(Object pointing dataset rows)
***

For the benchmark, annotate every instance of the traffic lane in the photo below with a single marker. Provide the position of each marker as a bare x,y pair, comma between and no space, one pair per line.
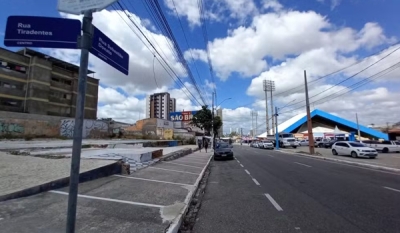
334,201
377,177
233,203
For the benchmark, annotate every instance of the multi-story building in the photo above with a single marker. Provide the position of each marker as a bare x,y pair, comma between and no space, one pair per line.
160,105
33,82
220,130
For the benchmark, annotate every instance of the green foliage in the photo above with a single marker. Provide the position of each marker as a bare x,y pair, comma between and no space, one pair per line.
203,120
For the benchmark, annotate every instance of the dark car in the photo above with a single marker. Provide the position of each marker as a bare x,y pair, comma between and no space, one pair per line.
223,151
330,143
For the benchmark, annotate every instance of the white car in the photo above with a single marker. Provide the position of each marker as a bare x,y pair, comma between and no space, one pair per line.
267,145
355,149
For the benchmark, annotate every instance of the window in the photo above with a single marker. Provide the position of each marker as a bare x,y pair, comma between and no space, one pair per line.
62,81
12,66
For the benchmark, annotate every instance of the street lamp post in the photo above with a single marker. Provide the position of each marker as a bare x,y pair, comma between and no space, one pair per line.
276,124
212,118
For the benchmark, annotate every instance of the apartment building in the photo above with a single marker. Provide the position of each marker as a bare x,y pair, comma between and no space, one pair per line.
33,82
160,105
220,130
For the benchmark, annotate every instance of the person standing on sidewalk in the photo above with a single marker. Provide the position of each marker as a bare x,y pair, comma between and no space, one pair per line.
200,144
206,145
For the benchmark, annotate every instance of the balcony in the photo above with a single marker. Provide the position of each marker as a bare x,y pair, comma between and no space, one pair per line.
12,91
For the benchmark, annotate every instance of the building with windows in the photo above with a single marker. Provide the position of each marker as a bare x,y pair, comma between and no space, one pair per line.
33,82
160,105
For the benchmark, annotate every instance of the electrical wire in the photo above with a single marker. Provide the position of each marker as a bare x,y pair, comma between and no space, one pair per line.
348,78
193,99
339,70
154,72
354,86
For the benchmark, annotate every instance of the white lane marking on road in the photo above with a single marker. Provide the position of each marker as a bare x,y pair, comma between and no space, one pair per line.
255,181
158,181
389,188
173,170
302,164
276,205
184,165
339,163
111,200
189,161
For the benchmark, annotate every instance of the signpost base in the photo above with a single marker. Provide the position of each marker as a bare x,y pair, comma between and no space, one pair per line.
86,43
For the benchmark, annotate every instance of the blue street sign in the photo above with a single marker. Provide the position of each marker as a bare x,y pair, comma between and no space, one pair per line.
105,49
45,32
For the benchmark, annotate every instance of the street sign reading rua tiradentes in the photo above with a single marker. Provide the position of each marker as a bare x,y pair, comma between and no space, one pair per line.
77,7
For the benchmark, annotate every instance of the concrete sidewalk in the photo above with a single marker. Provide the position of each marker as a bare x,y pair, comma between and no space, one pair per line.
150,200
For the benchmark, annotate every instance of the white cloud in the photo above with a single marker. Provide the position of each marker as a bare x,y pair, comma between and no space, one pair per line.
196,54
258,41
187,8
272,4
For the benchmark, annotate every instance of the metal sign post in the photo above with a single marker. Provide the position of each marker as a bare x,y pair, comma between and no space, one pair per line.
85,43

***

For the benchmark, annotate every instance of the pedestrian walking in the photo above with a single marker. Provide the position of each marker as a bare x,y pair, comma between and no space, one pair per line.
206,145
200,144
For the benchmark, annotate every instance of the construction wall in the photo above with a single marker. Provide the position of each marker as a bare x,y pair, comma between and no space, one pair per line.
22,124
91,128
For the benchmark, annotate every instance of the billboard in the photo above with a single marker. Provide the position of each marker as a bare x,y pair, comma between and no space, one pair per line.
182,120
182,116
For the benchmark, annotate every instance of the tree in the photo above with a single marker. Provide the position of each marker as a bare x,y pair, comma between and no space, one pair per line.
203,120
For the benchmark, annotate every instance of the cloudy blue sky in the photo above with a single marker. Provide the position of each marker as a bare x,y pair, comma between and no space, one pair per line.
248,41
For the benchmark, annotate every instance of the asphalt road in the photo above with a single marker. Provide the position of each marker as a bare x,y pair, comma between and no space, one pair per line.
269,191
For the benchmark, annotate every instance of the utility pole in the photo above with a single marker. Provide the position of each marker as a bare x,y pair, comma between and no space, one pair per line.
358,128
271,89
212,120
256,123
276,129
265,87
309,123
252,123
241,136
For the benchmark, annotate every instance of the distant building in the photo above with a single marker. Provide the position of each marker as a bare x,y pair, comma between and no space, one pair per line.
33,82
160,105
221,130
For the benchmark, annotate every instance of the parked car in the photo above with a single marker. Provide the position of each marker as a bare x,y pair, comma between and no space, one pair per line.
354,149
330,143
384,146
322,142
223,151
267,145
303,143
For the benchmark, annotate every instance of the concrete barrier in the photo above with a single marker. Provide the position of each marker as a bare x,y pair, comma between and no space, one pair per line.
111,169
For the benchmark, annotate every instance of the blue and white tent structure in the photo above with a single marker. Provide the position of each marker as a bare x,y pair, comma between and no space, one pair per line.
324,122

***

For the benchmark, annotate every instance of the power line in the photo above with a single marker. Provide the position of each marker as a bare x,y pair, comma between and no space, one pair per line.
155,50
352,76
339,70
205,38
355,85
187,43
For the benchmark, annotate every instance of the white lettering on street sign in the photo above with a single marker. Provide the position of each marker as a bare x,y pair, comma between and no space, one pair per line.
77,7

***

Request: State how many lines in the entries above contain the string "concrete", counting case-sensitively. Reply with the number alone.

Correct response: 2